## Things to do
1. Translate this sentence from the article on salmon fraud into Spanish: "It’s not really surprising that farmed salmon would be called the pricier, and more desirable, wild variety on menus."
2. Repeat the part of the article on salmon fraud that begins at the words "At least the asparagus looks nice. Photo: Lisovskaya" and stops after the words "to be mislabeled.".

## Extract to read
Fish Fraud

Oh, Hey, Now We Have to Worry About Salmon Fraud, Too

At least the asparagus looks nice.
At least the asparagus looks nice. Photo: Lisovskaya Natalia/The Picture Pantry/Corbis

Here comes a new report from nonprofit ocean conservation group Oceana, which was most recently seen exposing Maryland’s crab-cake fraud: Restaurant diners encounter mislabeled “wild” salmon roughly 67 percent of the time. It’s not really surprising that farmed salmon would be called the pricier, and more desirable, wild variety on menus. Oceana also found that the mislabeling is less common in grocery stores, where they say 20 percent of salmon is likely to be mislabeled.

## Material provided

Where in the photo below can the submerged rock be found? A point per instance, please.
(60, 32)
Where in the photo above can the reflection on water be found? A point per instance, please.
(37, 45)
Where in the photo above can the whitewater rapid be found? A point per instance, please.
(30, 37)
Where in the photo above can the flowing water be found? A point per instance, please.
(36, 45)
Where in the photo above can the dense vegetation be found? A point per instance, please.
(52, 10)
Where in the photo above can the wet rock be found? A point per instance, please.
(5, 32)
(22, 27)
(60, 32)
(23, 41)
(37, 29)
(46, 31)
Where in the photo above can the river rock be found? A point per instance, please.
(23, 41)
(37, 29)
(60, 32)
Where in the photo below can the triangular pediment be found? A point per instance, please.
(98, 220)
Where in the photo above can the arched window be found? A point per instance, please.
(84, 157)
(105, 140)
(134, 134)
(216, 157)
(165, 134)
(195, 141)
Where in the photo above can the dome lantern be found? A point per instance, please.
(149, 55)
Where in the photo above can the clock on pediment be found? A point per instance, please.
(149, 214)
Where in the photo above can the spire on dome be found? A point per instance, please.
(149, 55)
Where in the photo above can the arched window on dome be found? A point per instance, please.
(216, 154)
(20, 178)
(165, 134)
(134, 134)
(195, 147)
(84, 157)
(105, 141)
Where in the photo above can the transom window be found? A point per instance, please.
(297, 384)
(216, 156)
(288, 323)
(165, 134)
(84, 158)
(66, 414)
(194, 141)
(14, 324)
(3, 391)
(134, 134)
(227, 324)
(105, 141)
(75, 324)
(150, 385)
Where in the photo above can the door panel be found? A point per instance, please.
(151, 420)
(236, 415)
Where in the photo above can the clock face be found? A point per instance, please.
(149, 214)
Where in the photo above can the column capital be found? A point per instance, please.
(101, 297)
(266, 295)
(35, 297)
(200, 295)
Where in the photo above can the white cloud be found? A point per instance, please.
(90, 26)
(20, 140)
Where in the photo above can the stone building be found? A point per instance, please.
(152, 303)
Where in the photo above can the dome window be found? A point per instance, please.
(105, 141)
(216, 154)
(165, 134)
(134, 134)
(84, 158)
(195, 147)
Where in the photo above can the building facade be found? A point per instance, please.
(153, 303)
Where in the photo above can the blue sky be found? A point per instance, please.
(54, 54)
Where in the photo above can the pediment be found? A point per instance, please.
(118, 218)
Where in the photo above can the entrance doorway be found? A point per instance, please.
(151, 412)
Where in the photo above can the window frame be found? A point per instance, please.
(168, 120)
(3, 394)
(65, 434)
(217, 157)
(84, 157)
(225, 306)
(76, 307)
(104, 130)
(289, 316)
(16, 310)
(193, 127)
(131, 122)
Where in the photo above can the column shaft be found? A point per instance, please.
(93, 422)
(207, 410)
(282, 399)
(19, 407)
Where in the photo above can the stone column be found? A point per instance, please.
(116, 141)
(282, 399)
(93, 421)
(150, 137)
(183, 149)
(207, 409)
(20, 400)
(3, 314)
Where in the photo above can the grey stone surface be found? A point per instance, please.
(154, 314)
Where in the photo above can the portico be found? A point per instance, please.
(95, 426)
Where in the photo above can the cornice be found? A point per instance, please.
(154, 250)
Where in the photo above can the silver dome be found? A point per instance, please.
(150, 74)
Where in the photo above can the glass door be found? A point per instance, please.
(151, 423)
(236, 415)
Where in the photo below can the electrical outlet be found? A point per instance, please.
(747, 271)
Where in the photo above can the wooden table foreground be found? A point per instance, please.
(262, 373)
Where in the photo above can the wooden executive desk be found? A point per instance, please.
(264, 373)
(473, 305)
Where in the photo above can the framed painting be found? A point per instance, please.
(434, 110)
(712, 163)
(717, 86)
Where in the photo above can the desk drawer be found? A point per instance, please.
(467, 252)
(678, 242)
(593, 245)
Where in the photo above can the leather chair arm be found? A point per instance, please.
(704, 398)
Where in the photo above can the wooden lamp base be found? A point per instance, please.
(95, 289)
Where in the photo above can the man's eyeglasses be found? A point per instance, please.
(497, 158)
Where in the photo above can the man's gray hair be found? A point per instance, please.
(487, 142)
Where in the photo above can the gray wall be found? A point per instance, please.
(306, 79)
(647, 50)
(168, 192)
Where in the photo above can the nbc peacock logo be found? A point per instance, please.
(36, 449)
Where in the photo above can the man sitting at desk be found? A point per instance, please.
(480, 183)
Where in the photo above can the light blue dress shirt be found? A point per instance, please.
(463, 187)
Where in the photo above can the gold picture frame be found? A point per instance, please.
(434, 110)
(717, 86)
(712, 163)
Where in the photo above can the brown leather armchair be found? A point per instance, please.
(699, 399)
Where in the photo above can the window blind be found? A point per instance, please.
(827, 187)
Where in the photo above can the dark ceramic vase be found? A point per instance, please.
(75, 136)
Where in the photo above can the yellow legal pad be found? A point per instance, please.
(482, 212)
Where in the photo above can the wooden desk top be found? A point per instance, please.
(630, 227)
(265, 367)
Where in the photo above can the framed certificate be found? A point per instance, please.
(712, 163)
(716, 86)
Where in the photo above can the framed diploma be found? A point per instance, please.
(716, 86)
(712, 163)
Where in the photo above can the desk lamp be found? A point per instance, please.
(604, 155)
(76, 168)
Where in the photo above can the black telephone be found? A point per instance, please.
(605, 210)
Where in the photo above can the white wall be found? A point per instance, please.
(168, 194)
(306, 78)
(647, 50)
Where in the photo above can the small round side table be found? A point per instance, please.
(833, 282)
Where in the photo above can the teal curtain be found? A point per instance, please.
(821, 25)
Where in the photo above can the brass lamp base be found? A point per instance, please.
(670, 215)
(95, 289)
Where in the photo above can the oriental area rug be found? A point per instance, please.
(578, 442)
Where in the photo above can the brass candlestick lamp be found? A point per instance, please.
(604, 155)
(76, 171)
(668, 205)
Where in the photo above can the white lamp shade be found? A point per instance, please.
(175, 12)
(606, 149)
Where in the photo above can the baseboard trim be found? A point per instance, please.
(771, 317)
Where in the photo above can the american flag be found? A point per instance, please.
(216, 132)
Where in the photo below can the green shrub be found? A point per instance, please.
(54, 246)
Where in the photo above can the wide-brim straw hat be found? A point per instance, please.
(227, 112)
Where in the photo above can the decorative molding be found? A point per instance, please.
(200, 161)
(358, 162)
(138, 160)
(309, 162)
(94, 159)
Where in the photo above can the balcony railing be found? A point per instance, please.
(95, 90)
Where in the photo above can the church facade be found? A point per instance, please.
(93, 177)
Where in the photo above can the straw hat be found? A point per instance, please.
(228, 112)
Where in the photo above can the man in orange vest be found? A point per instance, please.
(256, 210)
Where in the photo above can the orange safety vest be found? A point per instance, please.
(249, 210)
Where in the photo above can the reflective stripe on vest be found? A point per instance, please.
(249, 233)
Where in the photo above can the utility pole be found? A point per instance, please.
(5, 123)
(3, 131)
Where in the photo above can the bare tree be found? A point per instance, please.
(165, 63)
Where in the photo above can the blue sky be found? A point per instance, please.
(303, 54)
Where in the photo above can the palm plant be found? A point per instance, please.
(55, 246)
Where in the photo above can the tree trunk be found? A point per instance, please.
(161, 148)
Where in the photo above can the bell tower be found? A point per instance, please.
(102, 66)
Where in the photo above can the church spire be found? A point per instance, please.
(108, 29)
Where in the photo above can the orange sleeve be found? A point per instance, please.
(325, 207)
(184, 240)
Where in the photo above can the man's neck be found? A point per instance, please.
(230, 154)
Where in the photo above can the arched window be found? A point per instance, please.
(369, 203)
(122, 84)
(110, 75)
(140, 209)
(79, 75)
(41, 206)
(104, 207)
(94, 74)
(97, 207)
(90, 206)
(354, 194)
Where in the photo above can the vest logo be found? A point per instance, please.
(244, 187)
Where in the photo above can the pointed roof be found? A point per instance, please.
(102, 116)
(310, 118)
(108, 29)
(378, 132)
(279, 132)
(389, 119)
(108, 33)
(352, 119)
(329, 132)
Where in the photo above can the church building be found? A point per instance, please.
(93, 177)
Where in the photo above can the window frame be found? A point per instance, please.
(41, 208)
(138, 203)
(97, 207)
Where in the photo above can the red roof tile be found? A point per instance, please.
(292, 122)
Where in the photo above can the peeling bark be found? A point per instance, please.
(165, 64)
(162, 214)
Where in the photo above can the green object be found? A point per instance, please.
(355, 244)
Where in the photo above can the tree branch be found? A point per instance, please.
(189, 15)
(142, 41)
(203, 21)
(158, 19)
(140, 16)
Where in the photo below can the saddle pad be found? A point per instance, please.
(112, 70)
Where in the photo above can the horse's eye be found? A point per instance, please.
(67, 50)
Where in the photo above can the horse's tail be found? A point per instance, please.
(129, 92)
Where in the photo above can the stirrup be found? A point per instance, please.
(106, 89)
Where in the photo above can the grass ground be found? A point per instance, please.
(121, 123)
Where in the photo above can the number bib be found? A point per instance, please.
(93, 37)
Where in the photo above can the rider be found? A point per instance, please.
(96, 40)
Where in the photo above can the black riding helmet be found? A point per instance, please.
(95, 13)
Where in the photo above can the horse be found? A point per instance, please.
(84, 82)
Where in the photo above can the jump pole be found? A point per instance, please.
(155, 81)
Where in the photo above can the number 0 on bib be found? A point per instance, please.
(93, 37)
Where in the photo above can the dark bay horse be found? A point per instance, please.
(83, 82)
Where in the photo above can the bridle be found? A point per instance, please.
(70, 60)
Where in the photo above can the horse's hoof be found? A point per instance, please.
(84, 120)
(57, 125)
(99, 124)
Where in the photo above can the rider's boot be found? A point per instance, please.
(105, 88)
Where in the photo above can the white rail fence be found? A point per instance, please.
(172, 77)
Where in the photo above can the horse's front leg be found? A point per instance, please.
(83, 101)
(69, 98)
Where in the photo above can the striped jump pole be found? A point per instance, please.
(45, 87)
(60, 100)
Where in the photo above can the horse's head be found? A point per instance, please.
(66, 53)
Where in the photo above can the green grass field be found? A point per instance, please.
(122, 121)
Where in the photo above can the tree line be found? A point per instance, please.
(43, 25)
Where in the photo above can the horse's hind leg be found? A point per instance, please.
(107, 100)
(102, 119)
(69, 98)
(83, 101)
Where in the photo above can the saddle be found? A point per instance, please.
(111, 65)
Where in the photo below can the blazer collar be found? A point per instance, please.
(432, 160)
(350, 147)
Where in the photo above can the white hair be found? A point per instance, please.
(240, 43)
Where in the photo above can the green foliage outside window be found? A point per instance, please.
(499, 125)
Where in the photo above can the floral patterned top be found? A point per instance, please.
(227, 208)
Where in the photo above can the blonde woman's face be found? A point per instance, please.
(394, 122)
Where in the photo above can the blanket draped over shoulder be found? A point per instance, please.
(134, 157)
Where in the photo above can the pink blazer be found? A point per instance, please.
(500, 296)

## Exercise responses
1. En realidad no sorprende que en los menús se llame al salmón de criadero la variedad salvaje, más cara y más deseable.

2.
At least the asparagus looks nice. Photo: Lisovskaya Natalia/The Picture Pantry/Corbis

Here comes a new report from nonprofit ocean conservation group Oceana, which was most recently seen exposing Maryland’s crab-cake fraud: Restaurant diners encounter mislabeled “wild” salmon roughly 67 percent of the time. It’s not really surprising that farmed salmon would be called the pricier, and more desirable, wild variety on menus. Oceana also found that the mislabeling is less common in grocery stores, where they say 20 percent of salmon is likely to be mislabeled.